*Available records:*
↓

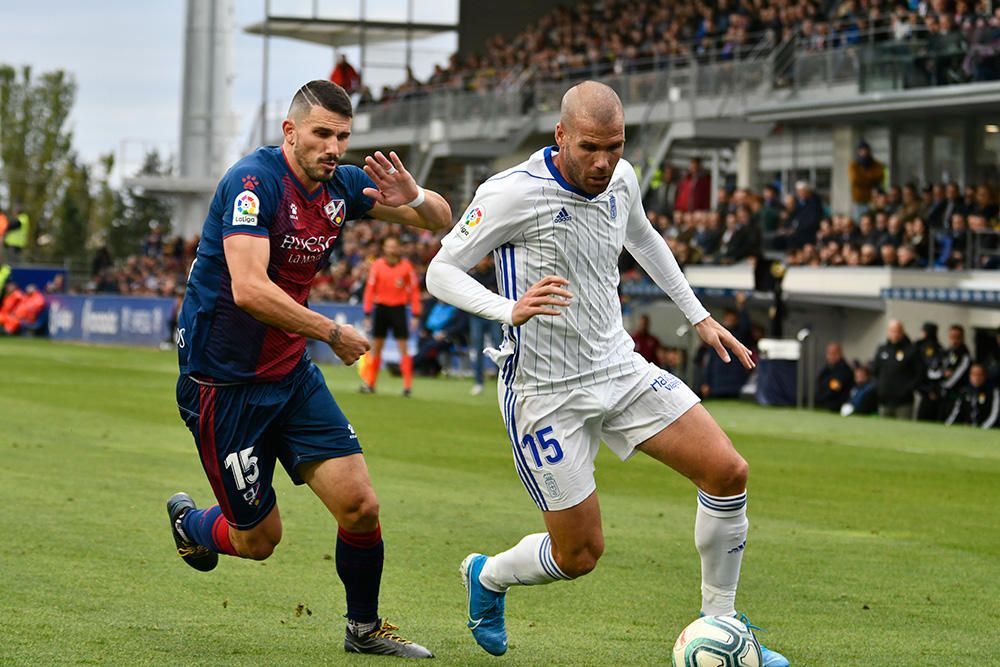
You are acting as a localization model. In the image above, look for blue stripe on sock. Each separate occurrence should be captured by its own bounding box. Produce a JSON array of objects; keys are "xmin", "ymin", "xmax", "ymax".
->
[
  {"xmin": 538, "ymin": 535, "xmax": 559, "ymax": 579},
  {"xmin": 541, "ymin": 535, "xmax": 570, "ymax": 580},
  {"xmin": 698, "ymin": 491, "xmax": 747, "ymax": 511}
]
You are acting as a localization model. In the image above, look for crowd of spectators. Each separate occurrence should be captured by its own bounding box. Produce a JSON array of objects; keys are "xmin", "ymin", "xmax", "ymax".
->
[
  {"xmin": 821, "ymin": 319, "xmax": 1000, "ymax": 428},
  {"xmin": 627, "ymin": 154, "xmax": 1000, "ymax": 279},
  {"xmin": 632, "ymin": 299, "xmax": 999, "ymax": 430},
  {"xmin": 357, "ymin": 0, "xmax": 1000, "ymax": 108}
]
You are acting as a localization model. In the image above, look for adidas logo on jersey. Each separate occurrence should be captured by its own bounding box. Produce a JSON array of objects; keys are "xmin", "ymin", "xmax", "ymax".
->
[{"xmin": 553, "ymin": 207, "xmax": 572, "ymax": 224}]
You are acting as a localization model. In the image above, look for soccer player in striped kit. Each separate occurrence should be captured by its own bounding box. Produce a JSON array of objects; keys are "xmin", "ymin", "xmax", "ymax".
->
[
  {"xmin": 427, "ymin": 81, "xmax": 789, "ymax": 666},
  {"xmin": 360, "ymin": 236, "xmax": 421, "ymax": 396}
]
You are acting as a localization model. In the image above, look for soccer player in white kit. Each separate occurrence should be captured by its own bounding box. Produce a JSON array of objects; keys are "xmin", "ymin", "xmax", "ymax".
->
[{"xmin": 426, "ymin": 81, "xmax": 789, "ymax": 667}]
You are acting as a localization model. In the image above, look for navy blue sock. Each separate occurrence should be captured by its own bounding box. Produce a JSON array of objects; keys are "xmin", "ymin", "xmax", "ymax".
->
[
  {"xmin": 336, "ymin": 524, "xmax": 384, "ymax": 624},
  {"xmin": 181, "ymin": 505, "xmax": 237, "ymax": 555}
]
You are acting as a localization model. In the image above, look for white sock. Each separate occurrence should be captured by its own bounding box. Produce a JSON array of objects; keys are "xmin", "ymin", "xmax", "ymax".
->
[
  {"xmin": 478, "ymin": 533, "xmax": 571, "ymax": 592},
  {"xmin": 695, "ymin": 490, "xmax": 749, "ymax": 617}
]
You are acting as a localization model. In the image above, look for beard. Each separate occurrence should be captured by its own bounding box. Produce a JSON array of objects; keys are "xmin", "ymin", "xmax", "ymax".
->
[
  {"xmin": 563, "ymin": 150, "xmax": 610, "ymax": 195},
  {"xmin": 294, "ymin": 142, "xmax": 337, "ymax": 183}
]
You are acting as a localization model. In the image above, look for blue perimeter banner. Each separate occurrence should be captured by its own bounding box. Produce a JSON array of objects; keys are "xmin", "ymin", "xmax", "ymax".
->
[
  {"xmin": 48, "ymin": 295, "xmax": 176, "ymax": 346},
  {"xmin": 46, "ymin": 295, "xmax": 416, "ymax": 364}
]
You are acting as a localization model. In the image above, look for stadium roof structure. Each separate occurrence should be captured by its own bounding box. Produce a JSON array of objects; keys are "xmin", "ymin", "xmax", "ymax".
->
[{"xmin": 243, "ymin": 16, "xmax": 456, "ymax": 48}]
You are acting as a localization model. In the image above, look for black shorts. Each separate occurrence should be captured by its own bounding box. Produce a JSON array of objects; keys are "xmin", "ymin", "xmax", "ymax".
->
[{"xmin": 372, "ymin": 304, "xmax": 409, "ymax": 340}]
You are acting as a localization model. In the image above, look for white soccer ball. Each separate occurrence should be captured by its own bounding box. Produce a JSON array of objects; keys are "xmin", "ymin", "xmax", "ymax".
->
[{"xmin": 671, "ymin": 615, "xmax": 762, "ymax": 667}]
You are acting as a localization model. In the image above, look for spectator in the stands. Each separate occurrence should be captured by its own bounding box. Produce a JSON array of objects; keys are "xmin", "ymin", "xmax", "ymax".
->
[
  {"xmin": 631, "ymin": 313, "xmax": 662, "ymax": 363},
  {"xmin": 896, "ymin": 243, "xmax": 921, "ymax": 268},
  {"xmin": 945, "ymin": 363, "xmax": 999, "ymax": 428},
  {"xmin": 674, "ymin": 157, "xmax": 711, "ymax": 213},
  {"xmin": 758, "ymin": 184, "xmax": 783, "ymax": 235},
  {"xmin": 970, "ymin": 184, "xmax": 999, "ymax": 221},
  {"xmin": 922, "ymin": 184, "xmax": 946, "ymax": 228},
  {"xmin": 699, "ymin": 292, "xmax": 753, "ymax": 398},
  {"xmin": 873, "ymin": 319, "xmax": 921, "ymax": 419},
  {"xmin": 914, "ymin": 321, "xmax": 946, "ymax": 421},
  {"xmin": 330, "ymin": 54, "xmax": 362, "ymax": 94},
  {"xmin": 816, "ymin": 342, "xmax": 854, "ymax": 411},
  {"xmin": 879, "ymin": 243, "xmax": 898, "ymax": 267},
  {"xmin": 940, "ymin": 182, "xmax": 967, "ymax": 229},
  {"xmin": 840, "ymin": 363, "xmax": 878, "ymax": 416},
  {"xmin": 718, "ymin": 206, "xmax": 759, "ymax": 264},
  {"xmin": 0, "ymin": 283, "xmax": 45, "ymax": 335},
  {"xmin": 898, "ymin": 183, "xmax": 922, "ymax": 221},
  {"xmin": 848, "ymin": 139, "xmax": 885, "ymax": 221},
  {"xmin": 941, "ymin": 324, "xmax": 973, "ymax": 406},
  {"xmin": 790, "ymin": 180, "xmax": 824, "ymax": 248}
]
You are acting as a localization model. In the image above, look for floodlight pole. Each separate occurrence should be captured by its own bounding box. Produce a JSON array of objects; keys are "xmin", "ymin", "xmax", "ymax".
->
[
  {"xmin": 359, "ymin": 0, "xmax": 367, "ymax": 78},
  {"xmin": 406, "ymin": 0, "xmax": 414, "ymax": 74},
  {"xmin": 260, "ymin": 0, "xmax": 271, "ymax": 147}
]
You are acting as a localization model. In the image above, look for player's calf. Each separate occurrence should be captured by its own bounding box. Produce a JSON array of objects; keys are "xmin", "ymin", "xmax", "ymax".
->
[{"xmin": 230, "ymin": 529, "xmax": 281, "ymax": 560}]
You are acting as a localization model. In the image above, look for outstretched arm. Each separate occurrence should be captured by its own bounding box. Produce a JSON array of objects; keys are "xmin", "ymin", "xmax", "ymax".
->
[
  {"xmin": 363, "ymin": 151, "xmax": 451, "ymax": 231},
  {"xmin": 624, "ymin": 199, "xmax": 754, "ymax": 369}
]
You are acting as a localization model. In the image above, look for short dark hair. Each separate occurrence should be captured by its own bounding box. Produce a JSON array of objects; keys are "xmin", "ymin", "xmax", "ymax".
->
[{"xmin": 288, "ymin": 80, "xmax": 353, "ymax": 119}]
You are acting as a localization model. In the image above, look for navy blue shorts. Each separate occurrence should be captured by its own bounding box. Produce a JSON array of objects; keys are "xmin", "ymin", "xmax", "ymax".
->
[{"xmin": 176, "ymin": 360, "xmax": 362, "ymax": 529}]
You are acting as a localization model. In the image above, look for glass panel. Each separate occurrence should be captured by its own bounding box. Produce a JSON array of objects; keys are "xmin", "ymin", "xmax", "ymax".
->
[
  {"xmin": 929, "ymin": 123, "xmax": 964, "ymax": 184},
  {"xmin": 895, "ymin": 130, "xmax": 925, "ymax": 186}
]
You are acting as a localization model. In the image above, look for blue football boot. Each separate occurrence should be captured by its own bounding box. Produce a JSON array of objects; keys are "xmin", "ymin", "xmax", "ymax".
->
[
  {"xmin": 739, "ymin": 613, "xmax": 790, "ymax": 667},
  {"xmin": 460, "ymin": 553, "xmax": 508, "ymax": 656}
]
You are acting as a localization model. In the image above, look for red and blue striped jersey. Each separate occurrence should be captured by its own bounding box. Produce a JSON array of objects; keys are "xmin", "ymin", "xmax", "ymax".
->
[{"xmin": 177, "ymin": 145, "xmax": 375, "ymax": 382}]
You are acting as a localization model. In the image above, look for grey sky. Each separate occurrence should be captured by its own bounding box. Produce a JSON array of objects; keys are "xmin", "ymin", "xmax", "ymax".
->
[{"xmin": 0, "ymin": 0, "xmax": 457, "ymax": 180}]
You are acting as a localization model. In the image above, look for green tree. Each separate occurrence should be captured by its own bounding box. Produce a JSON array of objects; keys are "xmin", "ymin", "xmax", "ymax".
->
[
  {"xmin": 52, "ymin": 154, "xmax": 92, "ymax": 265},
  {"xmin": 0, "ymin": 65, "xmax": 76, "ymax": 258},
  {"xmin": 109, "ymin": 151, "xmax": 173, "ymax": 259}
]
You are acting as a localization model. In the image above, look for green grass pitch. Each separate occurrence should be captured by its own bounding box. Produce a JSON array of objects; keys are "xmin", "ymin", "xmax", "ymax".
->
[{"xmin": 2, "ymin": 338, "xmax": 998, "ymax": 666}]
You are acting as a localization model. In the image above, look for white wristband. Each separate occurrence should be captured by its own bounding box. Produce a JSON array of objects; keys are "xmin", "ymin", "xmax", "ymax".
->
[{"xmin": 406, "ymin": 187, "xmax": 426, "ymax": 208}]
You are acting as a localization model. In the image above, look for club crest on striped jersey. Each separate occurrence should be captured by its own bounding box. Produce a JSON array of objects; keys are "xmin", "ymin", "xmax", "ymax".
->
[
  {"xmin": 609, "ymin": 193, "xmax": 617, "ymax": 219},
  {"xmin": 324, "ymin": 198, "xmax": 346, "ymax": 227},
  {"xmin": 233, "ymin": 190, "xmax": 260, "ymax": 225},
  {"xmin": 458, "ymin": 205, "xmax": 485, "ymax": 238}
]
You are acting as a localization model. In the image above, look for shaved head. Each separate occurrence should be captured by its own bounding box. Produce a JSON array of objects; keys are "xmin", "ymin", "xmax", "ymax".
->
[
  {"xmin": 553, "ymin": 81, "xmax": 625, "ymax": 195},
  {"xmin": 559, "ymin": 81, "xmax": 624, "ymax": 131}
]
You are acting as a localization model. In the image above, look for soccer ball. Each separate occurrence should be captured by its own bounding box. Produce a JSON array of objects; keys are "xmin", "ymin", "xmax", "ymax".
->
[{"xmin": 671, "ymin": 615, "xmax": 762, "ymax": 667}]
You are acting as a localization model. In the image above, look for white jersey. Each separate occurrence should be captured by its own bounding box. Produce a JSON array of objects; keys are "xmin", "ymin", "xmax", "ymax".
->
[{"xmin": 439, "ymin": 146, "xmax": 707, "ymax": 396}]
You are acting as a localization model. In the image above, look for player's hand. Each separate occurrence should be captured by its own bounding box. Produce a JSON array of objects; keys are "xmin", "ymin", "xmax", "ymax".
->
[
  {"xmin": 329, "ymin": 324, "xmax": 370, "ymax": 366},
  {"xmin": 511, "ymin": 275, "xmax": 572, "ymax": 326},
  {"xmin": 410, "ymin": 316, "xmax": 420, "ymax": 331},
  {"xmin": 362, "ymin": 151, "xmax": 419, "ymax": 207},
  {"xmin": 363, "ymin": 315, "xmax": 372, "ymax": 333},
  {"xmin": 694, "ymin": 316, "xmax": 755, "ymax": 370}
]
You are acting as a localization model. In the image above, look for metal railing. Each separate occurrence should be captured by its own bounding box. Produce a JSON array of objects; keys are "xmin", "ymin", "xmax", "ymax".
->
[{"xmin": 778, "ymin": 13, "xmax": 1000, "ymax": 92}]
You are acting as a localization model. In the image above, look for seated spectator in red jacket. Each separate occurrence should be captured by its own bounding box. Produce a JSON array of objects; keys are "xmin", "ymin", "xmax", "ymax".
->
[
  {"xmin": 631, "ymin": 314, "xmax": 661, "ymax": 363},
  {"xmin": 0, "ymin": 281, "xmax": 24, "ymax": 329},
  {"xmin": 2, "ymin": 283, "xmax": 45, "ymax": 334}
]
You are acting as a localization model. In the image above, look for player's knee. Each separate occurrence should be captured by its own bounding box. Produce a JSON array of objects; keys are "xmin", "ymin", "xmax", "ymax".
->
[
  {"xmin": 237, "ymin": 532, "xmax": 281, "ymax": 561},
  {"xmin": 707, "ymin": 450, "xmax": 748, "ymax": 496},
  {"xmin": 554, "ymin": 541, "xmax": 604, "ymax": 578},
  {"xmin": 338, "ymin": 494, "xmax": 380, "ymax": 532}
]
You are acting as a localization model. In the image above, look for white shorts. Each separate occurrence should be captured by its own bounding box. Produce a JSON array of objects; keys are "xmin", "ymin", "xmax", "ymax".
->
[{"xmin": 497, "ymin": 361, "xmax": 700, "ymax": 511}]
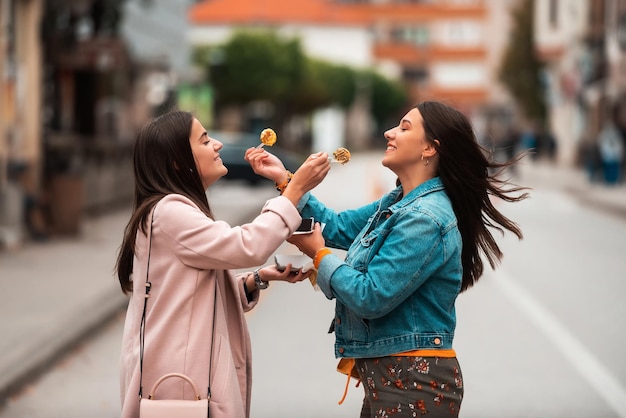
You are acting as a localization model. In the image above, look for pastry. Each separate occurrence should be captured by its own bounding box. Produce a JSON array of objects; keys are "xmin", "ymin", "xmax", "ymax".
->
[
  {"xmin": 332, "ymin": 147, "xmax": 351, "ymax": 164},
  {"xmin": 260, "ymin": 128, "xmax": 277, "ymax": 147}
]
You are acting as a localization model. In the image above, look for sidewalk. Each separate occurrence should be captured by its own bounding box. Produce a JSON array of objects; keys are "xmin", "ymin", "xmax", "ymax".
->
[
  {"xmin": 0, "ymin": 209, "xmax": 131, "ymax": 401},
  {"xmin": 0, "ymin": 182, "xmax": 277, "ymax": 402},
  {"xmin": 515, "ymin": 159, "xmax": 626, "ymax": 221},
  {"xmin": 0, "ymin": 155, "xmax": 624, "ymax": 403}
]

↑

*Exercise prompt:* Search the data for the string "green" and copy out every line where it is found.

*Solution to this task:*
You are acting as a localization model. In the image above, look for green tree. Each separate occurrence should be captured by its own bounding box. Produce a JSON array of objects; keys are "xmin", "ymin", "xmax", "ymax".
You are acting as a localization model. In the image above, look for green grass pitch. Each separate occurrence should be captured by its own bounding box. Produce a JSON array of objects; keys are "xmin", "ymin", "xmax", "ymax".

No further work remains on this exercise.